Raw data
··········
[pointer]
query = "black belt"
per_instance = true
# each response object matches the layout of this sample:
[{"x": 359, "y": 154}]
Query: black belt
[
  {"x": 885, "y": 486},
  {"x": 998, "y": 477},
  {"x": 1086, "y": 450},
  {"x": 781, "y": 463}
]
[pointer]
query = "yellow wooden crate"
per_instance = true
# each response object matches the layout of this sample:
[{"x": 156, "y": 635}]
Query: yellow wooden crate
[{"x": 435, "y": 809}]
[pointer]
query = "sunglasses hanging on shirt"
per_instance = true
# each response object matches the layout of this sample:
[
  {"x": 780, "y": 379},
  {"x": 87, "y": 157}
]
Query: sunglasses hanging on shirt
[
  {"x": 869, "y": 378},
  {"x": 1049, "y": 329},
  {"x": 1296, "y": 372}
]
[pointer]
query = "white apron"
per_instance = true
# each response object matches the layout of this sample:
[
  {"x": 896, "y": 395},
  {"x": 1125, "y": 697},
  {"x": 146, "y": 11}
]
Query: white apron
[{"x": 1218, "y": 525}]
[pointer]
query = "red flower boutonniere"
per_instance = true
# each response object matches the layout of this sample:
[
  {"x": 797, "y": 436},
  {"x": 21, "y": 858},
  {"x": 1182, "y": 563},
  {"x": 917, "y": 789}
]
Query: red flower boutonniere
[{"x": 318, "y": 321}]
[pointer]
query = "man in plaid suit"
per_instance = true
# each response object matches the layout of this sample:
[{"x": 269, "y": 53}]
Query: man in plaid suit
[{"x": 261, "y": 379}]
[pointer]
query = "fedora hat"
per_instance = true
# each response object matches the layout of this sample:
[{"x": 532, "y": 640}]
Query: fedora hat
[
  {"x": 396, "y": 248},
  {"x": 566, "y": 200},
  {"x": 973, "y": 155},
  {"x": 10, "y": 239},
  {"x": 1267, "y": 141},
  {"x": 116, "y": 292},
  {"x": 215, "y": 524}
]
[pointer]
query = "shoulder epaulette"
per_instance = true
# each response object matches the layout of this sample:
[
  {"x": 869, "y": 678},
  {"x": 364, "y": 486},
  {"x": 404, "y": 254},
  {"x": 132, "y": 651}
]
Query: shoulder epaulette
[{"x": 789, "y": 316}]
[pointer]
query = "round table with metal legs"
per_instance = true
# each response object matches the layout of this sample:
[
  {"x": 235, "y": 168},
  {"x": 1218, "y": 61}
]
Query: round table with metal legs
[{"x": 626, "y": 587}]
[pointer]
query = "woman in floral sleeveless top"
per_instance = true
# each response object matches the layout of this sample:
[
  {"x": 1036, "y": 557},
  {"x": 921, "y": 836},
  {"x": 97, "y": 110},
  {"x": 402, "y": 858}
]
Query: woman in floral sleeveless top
··········
Exercise goal
All lines containing "woman" in the material above should appear in your reply, copied exactly.

Written answer
query = "woman in floral sleeveless top"
Query: woman in floral sleeveless top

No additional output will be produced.